-- Material supplied follows --
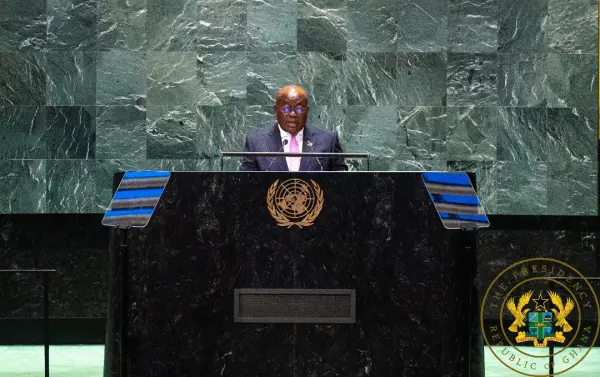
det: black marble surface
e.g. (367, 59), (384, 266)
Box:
(477, 230), (598, 320)
(105, 172), (477, 377)
(0, 214), (109, 318)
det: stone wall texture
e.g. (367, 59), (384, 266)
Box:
(0, 0), (597, 215)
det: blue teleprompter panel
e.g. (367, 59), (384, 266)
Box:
(421, 172), (490, 230)
(102, 171), (171, 228)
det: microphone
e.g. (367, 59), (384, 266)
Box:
(305, 139), (323, 171)
(266, 139), (288, 171)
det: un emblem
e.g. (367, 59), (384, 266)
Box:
(267, 178), (324, 228)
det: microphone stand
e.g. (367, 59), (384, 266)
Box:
(221, 152), (371, 171)
(305, 140), (323, 171)
(266, 139), (289, 171)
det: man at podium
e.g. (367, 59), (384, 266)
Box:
(240, 85), (348, 171)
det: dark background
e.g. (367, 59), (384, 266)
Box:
(1, 213), (599, 346)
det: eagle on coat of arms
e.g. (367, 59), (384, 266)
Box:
(506, 290), (575, 347)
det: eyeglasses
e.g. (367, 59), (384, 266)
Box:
(279, 105), (307, 114)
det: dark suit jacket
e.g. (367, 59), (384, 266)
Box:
(239, 123), (348, 171)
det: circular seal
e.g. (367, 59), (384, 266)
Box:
(481, 258), (600, 376)
(267, 179), (324, 228)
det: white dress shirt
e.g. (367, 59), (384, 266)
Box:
(278, 124), (303, 171)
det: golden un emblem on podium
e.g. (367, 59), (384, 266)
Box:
(267, 178), (324, 228)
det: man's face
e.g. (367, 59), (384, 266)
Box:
(275, 87), (309, 135)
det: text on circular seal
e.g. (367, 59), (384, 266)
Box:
(480, 258), (600, 377)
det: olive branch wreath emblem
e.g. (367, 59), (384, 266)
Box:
(266, 179), (324, 228)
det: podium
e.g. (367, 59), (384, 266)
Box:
(104, 172), (481, 377)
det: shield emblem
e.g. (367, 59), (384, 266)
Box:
(528, 311), (554, 341)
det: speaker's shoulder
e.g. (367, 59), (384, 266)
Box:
(309, 125), (338, 140)
(247, 123), (277, 141)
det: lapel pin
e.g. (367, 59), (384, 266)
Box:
(306, 141), (313, 147)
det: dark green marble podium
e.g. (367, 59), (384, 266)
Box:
(104, 172), (481, 377)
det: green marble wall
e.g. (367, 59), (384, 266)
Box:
(0, 0), (597, 215)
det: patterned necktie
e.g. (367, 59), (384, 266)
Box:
(288, 135), (300, 171)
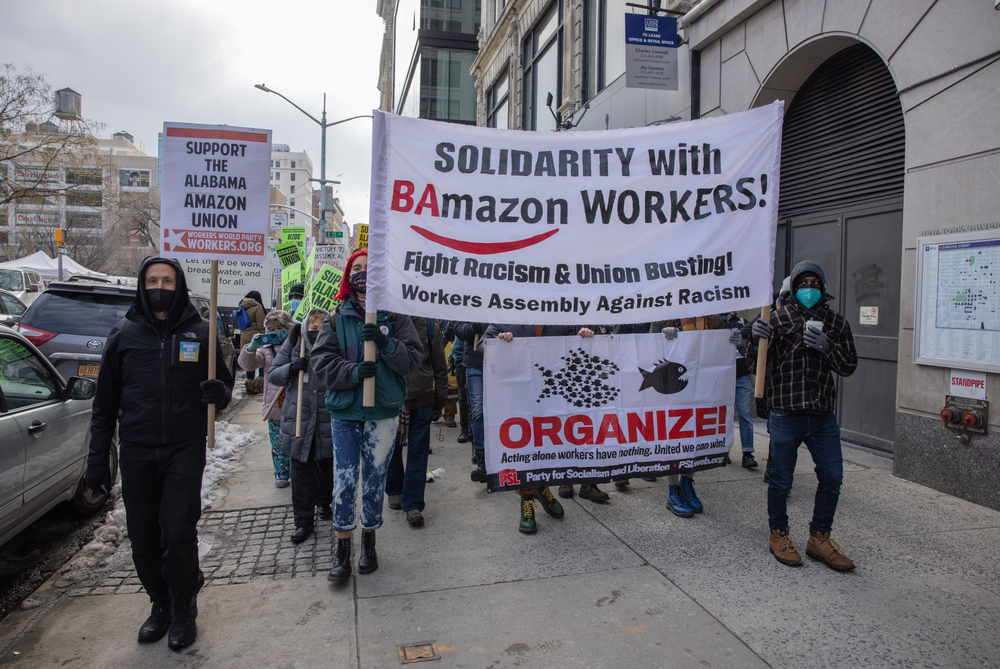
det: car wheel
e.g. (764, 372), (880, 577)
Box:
(71, 440), (118, 517)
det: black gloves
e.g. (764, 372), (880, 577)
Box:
(361, 322), (390, 349)
(755, 397), (769, 420)
(355, 360), (377, 380)
(803, 327), (834, 355)
(200, 378), (227, 405)
(290, 357), (308, 374)
(751, 318), (773, 340)
(85, 455), (114, 496)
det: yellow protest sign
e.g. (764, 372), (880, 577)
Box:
(281, 262), (301, 312)
(275, 240), (302, 268)
(309, 265), (344, 313)
(294, 246), (318, 320)
(281, 226), (307, 268)
(356, 223), (369, 249)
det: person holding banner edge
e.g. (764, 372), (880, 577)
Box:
(748, 260), (858, 571)
(484, 323), (596, 534)
(311, 248), (423, 581)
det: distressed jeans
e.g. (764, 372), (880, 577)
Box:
(466, 367), (485, 459)
(767, 409), (843, 534)
(735, 374), (755, 453)
(331, 416), (400, 531)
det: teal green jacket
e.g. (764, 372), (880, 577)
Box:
(311, 296), (424, 422)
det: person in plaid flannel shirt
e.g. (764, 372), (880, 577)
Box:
(748, 260), (858, 572)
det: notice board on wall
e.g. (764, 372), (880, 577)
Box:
(915, 230), (1000, 373)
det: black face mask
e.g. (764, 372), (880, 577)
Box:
(306, 330), (319, 343)
(349, 271), (367, 294)
(147, 289), (175, 314)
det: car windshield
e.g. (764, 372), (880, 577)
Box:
(20, 290), (134, 336)
(0, 270), (24, 292)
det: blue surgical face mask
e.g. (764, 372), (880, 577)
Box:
(289, 298), (301, 312)
(796, 287), (822, 309)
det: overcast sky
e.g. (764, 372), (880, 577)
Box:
(0, 0), (384, 232)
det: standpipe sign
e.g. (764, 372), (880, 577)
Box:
(160, 123), (272, 262)
(365, 102), (783, 326)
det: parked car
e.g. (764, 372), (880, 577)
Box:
(0, 268), (45, 306)
(0, 324), (114, 547)
(14, 282), (237, 383)
(0, 290), (27, 327)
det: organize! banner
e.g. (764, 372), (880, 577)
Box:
(366, 103), (782, 325)
(160, 123), (271, 261)
(483, 331), (735, 492)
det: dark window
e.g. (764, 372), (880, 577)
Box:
(584, 0), (605, 102)
(20, 290), (134, 336)
(66, 191), (102, 207)
(523, 4), (562, 131)
(486, 69), (510, 129)
(0, 335), (59, 409)
(0, 293), (25, 316)
(65, 168), (102, 186)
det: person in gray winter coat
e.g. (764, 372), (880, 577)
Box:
(269, 307), (334, 544)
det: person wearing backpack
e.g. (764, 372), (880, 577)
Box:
(311, 248), (423, 583)
(237, 291), (266, 384)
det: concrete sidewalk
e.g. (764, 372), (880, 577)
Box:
(1, 400), (998, 668)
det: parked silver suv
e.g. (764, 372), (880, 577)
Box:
(0, 325), (113, 547)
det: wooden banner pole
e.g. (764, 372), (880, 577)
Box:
(264, 386), (285, 418)
(363, 312), (376, 407)
(295, 334), (306, 437)
(207, 260), (218, 449)
(753, 305), (771, 399)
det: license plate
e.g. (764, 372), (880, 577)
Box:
(78, 363), (100, 377)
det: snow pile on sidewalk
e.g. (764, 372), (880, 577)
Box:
(58, 491), (125, 585)
(202, 420), (256, 510)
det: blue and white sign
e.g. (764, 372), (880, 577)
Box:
(625, 14), (678, 48)
(624, 14), (679, 91)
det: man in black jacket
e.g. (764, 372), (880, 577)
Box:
(87, 257), (233, 652)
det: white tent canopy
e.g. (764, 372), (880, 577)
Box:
(0, 250), (108, 282)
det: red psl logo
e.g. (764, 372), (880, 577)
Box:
(497, 469), (521, 487)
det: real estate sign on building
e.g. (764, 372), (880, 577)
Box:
(159, 122), (272, 262)
(624, 15), (679, 91)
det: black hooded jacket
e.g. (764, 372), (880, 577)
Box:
(89, 257), (234, 454)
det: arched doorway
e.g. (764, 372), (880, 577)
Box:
(773, 43), (905, 452)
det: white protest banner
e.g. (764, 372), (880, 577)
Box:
(483, 331), (735, 492)
(179, 258), (272, 307)
(366, 103), (782, 325)
(160, 123), (272, 261)
(314, 244), (348, 275)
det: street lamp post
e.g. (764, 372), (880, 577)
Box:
(254, 84), (371, 240)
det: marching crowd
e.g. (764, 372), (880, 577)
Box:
(83, 252), (858, 652)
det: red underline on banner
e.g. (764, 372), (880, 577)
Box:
(165, 127), (269, 142)
(410, 226), (559, 255)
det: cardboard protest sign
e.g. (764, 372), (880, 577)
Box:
(483, 331), (735, 492)
(365, 104), (783, 325)
(281, 227), (307, 277)
(160, 123), (271, 261)
(294, 246), (317, 321)
(356, 224), (369, 249)
(314, 244), (348, 274)
(309, 265), (344, 312)
(281, 262), (300, 312)
(275, 240), (302, 268)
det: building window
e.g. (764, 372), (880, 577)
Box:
-- Material supplied concluded --
● **What the task requires**
Whenever the string "window" occurs in a line of the entries above, copy that line.

● **Expected output**
det: dark window
det: building window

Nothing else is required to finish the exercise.